* Set task *
Copy out word for word the lines of the listing below, starting at the line that contains "Each instance of the black" and continuing through the end of the listing.

[Dataset items]
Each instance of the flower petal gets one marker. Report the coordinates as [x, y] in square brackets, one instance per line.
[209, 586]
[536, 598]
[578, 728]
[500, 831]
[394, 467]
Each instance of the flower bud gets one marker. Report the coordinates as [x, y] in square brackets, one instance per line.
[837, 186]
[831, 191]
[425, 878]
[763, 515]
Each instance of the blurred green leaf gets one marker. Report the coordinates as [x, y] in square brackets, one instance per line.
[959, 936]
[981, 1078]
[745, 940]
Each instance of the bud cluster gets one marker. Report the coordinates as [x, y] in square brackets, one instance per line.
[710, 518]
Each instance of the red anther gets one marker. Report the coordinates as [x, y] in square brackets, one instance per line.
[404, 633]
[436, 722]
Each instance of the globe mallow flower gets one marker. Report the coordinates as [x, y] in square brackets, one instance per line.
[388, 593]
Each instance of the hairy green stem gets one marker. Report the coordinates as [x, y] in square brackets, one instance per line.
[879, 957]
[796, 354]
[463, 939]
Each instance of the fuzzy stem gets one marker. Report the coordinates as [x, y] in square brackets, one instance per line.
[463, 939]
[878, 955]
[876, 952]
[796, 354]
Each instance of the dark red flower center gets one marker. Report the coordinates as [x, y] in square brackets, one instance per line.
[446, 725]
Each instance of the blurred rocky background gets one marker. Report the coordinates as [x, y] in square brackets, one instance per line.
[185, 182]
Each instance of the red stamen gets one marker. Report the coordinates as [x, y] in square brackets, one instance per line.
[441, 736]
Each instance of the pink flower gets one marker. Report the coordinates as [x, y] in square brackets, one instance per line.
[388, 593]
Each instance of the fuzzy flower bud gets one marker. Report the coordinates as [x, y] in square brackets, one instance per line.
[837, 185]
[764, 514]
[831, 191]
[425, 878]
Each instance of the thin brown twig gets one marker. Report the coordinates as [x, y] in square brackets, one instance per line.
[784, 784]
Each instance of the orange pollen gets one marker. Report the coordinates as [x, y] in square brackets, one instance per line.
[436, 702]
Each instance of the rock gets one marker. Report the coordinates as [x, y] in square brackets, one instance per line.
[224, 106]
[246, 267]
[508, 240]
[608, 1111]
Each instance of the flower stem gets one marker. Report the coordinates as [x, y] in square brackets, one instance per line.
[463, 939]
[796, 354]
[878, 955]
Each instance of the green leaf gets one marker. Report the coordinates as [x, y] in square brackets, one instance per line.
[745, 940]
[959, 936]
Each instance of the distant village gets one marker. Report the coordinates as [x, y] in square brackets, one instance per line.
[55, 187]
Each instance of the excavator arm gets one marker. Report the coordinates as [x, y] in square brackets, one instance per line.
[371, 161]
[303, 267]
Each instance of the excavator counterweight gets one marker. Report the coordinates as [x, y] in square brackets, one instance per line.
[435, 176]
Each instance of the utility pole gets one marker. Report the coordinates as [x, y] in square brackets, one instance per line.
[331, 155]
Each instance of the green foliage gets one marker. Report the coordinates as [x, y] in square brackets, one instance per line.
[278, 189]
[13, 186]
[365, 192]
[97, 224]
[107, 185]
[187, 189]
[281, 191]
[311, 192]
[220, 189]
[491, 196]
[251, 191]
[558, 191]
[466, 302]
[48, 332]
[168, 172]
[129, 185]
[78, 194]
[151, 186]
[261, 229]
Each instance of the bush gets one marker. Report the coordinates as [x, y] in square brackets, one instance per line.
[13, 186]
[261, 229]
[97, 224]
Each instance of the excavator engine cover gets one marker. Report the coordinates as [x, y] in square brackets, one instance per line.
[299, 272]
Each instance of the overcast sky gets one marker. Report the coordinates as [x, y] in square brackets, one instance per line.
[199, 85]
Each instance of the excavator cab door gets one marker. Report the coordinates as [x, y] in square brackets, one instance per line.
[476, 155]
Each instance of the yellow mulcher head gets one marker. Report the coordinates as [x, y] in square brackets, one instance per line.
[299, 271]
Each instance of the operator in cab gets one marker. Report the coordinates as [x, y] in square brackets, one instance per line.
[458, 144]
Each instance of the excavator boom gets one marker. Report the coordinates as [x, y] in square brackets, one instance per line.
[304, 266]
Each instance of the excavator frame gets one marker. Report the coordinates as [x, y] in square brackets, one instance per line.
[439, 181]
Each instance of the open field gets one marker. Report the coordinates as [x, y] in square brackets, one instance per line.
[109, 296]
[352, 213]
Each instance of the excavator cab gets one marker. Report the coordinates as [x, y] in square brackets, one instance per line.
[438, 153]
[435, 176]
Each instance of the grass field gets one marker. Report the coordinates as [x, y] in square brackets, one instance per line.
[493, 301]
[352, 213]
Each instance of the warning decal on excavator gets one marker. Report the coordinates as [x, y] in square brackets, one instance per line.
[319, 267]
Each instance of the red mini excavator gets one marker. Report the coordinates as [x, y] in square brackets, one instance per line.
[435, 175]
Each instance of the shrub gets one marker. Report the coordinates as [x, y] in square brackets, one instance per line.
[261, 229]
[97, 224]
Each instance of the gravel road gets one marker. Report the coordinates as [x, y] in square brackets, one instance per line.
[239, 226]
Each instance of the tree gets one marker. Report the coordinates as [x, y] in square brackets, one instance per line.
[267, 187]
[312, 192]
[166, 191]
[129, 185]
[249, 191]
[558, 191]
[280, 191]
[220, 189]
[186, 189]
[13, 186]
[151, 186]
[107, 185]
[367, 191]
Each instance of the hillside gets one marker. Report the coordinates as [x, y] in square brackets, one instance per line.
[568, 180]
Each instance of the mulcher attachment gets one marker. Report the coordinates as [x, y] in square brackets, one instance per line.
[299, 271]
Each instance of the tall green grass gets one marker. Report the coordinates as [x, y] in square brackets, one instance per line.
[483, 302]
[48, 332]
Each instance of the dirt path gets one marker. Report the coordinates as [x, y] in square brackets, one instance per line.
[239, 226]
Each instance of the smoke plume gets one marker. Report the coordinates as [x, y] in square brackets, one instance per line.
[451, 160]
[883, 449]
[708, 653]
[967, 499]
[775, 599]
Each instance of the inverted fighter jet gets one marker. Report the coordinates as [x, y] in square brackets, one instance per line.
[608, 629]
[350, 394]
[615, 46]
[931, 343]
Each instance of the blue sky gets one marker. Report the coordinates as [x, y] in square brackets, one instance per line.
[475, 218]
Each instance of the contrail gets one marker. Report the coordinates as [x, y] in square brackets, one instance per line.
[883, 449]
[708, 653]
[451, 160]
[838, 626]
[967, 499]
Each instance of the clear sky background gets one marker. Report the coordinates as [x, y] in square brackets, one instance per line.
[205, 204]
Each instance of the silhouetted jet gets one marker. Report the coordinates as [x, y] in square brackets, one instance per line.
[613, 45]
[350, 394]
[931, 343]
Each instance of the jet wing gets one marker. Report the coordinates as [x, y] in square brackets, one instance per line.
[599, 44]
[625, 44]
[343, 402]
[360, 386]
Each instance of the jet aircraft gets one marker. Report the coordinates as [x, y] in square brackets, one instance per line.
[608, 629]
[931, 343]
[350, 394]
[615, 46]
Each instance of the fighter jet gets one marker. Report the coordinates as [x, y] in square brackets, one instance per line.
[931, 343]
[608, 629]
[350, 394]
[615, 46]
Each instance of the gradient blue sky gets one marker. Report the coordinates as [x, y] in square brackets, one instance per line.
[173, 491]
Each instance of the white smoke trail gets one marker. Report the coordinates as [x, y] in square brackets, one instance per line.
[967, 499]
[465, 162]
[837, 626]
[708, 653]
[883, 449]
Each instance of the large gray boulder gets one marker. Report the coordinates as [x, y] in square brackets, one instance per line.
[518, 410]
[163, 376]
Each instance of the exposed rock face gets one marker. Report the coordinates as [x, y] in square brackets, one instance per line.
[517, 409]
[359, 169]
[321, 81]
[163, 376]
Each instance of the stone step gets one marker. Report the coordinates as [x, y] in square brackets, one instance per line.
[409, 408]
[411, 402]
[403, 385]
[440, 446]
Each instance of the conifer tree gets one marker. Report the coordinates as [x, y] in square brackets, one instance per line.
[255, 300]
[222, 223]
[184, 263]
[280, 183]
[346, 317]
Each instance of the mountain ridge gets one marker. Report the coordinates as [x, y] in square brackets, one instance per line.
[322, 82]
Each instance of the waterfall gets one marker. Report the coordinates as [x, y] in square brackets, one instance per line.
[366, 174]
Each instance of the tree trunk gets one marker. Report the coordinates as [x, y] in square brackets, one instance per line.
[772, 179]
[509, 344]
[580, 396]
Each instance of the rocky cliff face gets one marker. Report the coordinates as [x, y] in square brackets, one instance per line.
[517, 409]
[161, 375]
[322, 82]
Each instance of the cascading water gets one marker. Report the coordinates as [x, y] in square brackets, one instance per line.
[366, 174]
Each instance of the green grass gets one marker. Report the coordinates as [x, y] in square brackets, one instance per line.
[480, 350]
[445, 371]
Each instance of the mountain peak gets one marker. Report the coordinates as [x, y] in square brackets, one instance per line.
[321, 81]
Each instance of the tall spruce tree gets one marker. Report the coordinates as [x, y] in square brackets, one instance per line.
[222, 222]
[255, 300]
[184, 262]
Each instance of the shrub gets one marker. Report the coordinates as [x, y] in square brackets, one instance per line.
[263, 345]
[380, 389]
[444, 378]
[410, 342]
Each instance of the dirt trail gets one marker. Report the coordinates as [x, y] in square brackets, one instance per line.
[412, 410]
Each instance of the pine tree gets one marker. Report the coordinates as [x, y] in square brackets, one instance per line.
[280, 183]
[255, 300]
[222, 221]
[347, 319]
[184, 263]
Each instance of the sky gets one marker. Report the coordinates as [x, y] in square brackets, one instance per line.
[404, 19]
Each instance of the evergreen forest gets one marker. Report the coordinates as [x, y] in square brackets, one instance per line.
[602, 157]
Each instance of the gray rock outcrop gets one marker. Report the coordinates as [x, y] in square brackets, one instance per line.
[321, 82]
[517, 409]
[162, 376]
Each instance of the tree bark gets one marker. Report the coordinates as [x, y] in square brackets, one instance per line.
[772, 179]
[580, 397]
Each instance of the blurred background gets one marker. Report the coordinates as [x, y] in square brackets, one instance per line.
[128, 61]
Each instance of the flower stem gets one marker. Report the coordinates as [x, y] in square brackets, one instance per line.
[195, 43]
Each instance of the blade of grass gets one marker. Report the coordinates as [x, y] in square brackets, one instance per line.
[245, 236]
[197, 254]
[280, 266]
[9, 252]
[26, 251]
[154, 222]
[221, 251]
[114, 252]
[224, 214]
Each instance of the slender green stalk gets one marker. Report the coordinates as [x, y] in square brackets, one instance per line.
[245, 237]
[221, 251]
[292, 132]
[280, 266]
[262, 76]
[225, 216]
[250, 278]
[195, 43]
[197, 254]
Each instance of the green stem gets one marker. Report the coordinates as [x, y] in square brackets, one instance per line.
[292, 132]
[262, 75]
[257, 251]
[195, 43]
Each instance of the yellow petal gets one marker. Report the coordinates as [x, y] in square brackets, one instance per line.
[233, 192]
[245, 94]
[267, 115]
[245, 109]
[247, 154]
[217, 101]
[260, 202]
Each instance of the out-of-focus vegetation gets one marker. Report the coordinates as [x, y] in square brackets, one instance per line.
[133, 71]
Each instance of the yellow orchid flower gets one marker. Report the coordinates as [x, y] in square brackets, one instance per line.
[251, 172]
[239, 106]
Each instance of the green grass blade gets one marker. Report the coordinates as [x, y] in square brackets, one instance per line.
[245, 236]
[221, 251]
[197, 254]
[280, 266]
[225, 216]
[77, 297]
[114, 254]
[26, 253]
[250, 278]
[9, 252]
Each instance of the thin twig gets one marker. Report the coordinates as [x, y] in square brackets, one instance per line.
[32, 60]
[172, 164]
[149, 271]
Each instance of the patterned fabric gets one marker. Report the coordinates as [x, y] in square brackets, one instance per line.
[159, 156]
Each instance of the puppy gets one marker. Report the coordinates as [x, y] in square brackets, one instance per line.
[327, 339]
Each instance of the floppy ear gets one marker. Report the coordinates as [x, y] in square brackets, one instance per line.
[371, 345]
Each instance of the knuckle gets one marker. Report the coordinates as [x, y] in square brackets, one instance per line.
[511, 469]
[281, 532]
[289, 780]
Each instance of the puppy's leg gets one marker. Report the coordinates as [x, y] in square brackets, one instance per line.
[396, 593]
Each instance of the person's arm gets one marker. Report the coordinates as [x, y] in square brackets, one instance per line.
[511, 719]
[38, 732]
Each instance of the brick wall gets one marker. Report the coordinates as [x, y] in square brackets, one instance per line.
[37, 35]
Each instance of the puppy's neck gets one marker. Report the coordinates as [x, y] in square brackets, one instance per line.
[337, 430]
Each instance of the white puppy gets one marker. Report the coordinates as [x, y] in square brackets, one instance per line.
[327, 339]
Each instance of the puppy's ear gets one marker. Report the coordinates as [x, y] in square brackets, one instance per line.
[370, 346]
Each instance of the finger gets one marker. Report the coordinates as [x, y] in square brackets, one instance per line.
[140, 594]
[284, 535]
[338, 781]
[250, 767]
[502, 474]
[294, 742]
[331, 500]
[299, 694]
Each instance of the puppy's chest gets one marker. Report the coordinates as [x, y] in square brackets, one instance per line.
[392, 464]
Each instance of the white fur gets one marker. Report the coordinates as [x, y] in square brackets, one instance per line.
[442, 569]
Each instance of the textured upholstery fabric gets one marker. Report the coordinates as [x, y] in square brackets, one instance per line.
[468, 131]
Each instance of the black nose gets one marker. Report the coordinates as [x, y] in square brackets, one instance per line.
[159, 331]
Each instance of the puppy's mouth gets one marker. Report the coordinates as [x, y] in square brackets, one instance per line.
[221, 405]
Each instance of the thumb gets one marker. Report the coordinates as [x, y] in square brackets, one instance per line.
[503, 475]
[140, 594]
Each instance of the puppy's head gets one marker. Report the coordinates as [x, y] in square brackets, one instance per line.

* Answer below *
Each instance of the black nose gets one marker. Report the coordinates as [x, y] in square brackets, one instance per line.
[159, 331]
Each instance of the puppy's mouth gets one marker. Report the coordinates as [x, y] in square brackets, one instance per line.
[221, 405]
Each instance of the thumb gets one marker. Report the coordinates as [x, y] in square brackets, one instance per line.
[503, 475]
[140, 594]
Each instance of the puppy's head gets one marker. Report the coordinates as [x, y] in square brackets, one instance per line.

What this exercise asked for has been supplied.